# [Problem]
Which lines in the listing below contain the string "Target"? Copy each one out, matching case exactly.

# [Input rows]
==========

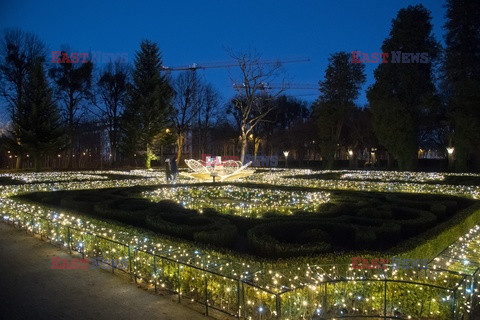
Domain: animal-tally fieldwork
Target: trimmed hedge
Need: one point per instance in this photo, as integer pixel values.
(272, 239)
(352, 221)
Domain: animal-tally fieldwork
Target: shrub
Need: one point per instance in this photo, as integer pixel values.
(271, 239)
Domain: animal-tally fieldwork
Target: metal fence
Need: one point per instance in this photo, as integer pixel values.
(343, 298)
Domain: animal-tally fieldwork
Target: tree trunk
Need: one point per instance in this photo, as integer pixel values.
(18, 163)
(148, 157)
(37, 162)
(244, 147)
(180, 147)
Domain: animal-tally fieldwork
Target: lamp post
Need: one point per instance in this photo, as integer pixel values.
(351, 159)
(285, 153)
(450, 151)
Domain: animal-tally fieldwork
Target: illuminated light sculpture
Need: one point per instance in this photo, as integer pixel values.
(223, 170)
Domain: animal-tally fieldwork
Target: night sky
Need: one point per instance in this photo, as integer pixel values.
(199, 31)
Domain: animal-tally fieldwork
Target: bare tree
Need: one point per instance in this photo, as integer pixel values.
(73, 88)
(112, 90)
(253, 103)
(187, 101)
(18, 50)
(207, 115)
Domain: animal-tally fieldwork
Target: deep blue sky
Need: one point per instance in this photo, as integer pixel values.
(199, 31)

==========

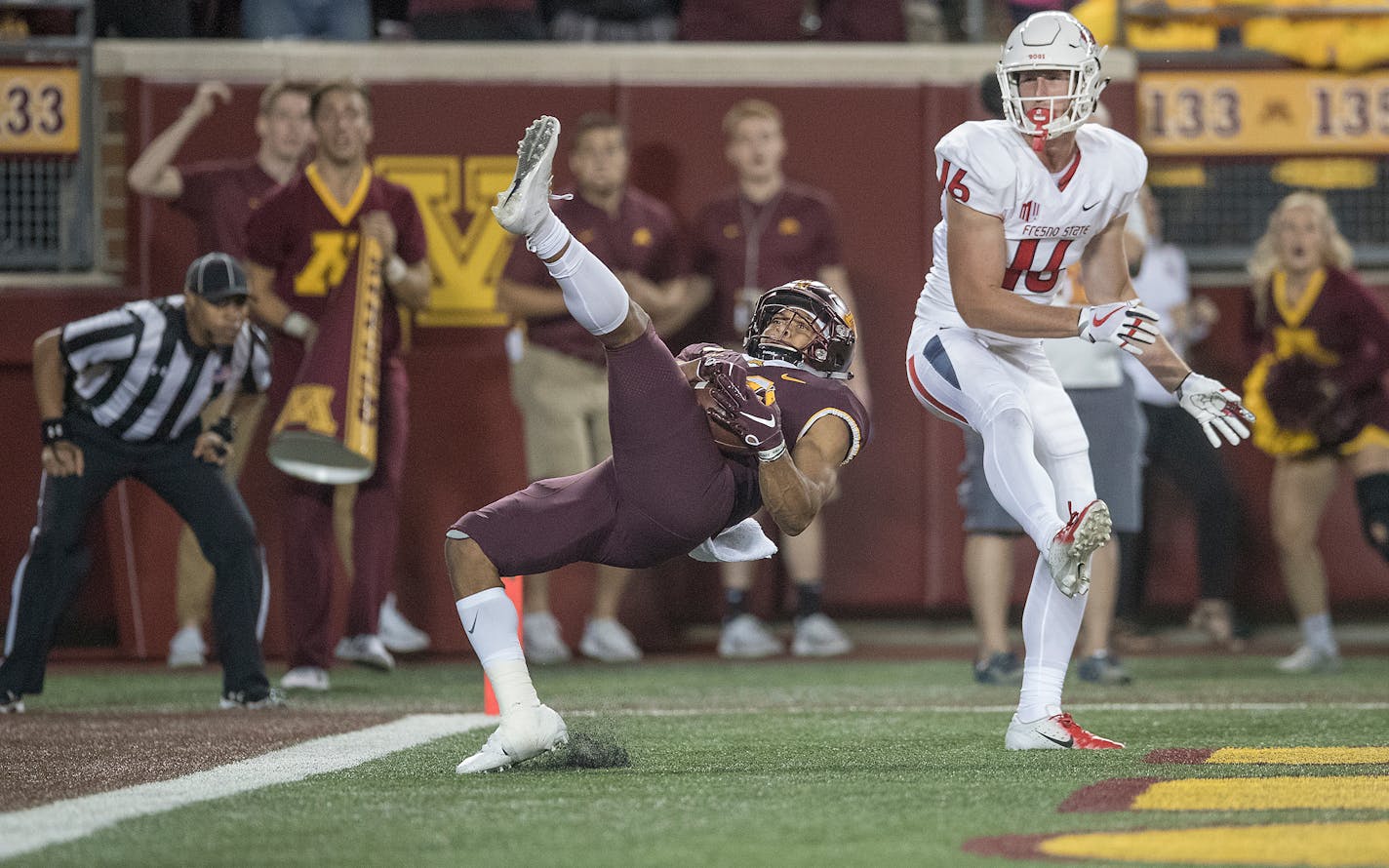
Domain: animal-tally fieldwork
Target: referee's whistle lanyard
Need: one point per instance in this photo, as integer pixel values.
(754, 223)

==========

# [Reply]
Target: trimmed hedge
Target: shrub
Target: metal fence
Target: tree trunk
Target: lamp post
Target: illuminated light sculpture
Target: night sky
Target: bare tree
Target: deep blue sky
Target: referee's whistle lanyard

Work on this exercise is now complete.